WHAT YOU SHOULD DO> Exactly the lines from the one containing "Could you please identify the lamp" through the end of the data below are to be reproduced, and nothing besides them.

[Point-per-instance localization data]
══════════════════════════════

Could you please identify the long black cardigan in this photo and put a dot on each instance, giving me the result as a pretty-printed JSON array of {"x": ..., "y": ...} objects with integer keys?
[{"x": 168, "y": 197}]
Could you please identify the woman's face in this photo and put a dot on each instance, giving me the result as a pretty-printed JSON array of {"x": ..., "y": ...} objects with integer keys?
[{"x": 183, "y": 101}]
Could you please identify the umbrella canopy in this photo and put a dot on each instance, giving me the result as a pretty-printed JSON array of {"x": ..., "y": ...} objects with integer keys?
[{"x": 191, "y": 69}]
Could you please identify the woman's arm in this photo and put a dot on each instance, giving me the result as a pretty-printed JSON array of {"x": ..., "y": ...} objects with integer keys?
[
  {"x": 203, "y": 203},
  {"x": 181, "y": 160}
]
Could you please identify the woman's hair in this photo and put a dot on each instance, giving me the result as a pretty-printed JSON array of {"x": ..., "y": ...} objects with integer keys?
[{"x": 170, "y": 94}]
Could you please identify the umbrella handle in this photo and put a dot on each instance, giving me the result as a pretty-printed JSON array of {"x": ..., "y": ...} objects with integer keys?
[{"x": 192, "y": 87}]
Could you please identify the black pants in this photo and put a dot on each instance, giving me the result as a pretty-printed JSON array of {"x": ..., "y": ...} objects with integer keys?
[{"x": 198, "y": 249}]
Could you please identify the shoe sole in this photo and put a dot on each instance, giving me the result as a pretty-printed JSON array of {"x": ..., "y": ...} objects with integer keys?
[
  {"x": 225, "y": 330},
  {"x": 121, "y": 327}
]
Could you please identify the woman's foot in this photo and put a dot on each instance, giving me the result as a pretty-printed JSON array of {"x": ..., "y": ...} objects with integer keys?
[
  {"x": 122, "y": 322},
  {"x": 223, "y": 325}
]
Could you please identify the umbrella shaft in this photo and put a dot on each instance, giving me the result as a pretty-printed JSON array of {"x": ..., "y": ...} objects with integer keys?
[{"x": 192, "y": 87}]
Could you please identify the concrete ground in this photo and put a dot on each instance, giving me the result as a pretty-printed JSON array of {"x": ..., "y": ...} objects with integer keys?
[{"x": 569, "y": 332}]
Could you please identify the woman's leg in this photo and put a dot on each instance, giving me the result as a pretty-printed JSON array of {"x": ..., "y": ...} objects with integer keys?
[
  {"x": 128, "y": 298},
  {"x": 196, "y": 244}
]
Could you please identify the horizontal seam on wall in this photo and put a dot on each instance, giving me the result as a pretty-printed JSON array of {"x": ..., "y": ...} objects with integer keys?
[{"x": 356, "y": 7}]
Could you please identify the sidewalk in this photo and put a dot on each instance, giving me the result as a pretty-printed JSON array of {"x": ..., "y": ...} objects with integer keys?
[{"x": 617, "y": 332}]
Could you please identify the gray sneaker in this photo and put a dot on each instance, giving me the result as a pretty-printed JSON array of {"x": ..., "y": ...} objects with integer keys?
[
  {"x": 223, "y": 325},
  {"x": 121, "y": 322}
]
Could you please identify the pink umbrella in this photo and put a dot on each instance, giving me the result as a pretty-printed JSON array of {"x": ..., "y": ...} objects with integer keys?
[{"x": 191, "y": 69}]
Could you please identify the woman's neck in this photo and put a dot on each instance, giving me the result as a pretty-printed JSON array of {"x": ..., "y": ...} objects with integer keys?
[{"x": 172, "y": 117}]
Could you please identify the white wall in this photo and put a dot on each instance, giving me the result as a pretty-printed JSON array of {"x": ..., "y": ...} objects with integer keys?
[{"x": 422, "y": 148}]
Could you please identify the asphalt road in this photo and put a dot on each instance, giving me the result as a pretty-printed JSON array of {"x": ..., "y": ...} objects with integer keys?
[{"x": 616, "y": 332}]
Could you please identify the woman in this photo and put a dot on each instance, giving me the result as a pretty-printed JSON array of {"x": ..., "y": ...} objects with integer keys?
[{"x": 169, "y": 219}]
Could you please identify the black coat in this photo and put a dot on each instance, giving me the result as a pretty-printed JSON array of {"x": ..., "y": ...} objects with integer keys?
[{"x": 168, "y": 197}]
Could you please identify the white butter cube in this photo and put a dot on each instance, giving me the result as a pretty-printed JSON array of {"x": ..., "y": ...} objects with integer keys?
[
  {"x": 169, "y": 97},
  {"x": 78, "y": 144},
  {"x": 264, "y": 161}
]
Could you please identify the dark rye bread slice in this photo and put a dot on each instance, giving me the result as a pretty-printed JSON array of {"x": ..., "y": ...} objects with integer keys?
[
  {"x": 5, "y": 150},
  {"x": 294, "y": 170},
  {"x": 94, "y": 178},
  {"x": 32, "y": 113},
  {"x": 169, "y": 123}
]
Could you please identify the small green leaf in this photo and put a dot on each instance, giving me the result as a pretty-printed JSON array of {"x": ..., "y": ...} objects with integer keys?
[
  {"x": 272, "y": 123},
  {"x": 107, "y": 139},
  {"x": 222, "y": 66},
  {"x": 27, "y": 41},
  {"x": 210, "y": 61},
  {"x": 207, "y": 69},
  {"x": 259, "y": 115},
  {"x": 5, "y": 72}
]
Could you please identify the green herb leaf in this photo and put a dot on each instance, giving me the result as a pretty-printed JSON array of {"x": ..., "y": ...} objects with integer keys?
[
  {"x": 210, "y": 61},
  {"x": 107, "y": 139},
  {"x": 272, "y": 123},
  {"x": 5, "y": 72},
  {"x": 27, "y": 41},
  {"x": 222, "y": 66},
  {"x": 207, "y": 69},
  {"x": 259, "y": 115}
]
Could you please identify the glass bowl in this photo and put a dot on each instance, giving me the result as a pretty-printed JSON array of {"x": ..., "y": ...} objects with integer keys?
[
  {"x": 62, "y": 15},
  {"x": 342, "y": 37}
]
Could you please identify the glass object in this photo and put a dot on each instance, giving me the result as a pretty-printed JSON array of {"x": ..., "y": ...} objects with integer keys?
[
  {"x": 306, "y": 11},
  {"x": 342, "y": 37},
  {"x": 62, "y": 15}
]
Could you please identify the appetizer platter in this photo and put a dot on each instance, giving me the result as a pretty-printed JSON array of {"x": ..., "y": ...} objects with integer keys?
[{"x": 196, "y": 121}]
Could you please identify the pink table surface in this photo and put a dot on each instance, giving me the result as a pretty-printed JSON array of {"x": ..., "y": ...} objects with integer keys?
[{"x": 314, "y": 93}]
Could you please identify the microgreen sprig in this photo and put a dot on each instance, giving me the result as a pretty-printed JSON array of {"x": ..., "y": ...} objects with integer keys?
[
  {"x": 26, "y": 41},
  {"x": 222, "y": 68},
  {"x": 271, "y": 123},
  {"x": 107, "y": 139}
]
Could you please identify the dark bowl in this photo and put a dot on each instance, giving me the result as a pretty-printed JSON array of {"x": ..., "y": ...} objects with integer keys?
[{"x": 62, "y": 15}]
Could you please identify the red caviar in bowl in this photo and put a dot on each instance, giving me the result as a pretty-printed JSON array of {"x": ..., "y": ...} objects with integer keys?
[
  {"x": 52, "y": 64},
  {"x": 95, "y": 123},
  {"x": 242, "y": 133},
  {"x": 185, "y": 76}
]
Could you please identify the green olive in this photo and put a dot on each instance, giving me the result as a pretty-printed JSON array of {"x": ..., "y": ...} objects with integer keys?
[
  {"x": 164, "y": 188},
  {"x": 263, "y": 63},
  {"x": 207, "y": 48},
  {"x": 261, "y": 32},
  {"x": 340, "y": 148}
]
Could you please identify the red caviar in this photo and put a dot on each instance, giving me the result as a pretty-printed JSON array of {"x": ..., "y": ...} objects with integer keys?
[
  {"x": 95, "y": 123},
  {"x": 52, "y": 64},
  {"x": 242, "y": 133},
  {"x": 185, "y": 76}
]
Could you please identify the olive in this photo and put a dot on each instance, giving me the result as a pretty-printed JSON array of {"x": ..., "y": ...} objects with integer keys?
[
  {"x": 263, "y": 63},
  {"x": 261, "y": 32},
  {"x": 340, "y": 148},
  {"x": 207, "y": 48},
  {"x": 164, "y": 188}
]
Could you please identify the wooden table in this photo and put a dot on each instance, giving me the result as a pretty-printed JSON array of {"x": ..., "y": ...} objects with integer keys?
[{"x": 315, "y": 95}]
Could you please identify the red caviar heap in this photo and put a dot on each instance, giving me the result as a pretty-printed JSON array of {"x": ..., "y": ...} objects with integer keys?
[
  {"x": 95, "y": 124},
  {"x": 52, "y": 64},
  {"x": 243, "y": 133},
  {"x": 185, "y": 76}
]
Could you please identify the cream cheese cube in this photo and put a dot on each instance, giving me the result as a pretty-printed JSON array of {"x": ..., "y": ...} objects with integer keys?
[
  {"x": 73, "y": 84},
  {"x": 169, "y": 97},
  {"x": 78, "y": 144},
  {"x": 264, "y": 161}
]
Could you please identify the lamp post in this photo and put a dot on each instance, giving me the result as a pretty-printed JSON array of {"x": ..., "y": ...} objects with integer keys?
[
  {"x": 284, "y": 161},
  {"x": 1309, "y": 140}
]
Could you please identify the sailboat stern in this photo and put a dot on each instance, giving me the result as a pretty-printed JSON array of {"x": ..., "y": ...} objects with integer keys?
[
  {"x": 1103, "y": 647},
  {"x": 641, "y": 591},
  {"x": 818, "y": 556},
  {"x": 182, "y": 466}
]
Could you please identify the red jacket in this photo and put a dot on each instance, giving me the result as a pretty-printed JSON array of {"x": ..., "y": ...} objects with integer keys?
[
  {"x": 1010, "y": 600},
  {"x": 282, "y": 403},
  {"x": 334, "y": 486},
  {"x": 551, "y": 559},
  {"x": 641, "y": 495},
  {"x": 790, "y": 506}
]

══════════════════════════════

YOUR RESPONSE>
Could you please identify the lamp post in this photo and put a dot on each instance, giving me the result as a pretty-printed JSON array of {"x": ..., "y": ...} objects with integer keys?
[
  {"x": 284, "y": 161},
  {"x": 1309, "y": 140}
]
Could you please identify the sailboat stern in this photo and put a dot on each instance, giving me the result as a pretty-printed JSON array of {"x": ..., "y": ...} objects with integer keys?
[
  {"x": 1103, "y": 647},
  {"x": 641, "y": 591},
  {"x": 818, "y": 556},
  {"x": 182, "y": 466}
]
Could you please identify the red jacket in this photo and put a dot on each instance, giving me the result as a pretty-printed JSON array of {"x": ..., "y": ...} objects with integer keys?
[
  {"x": 1010, "y": 600},
  {"x": 282, "y": 403},
  {"x": 334, "y": 486},
  {"x": 551, "y": 559},
  {"x": 641, "y": 495},
  {"x": 790, "y": 506}
]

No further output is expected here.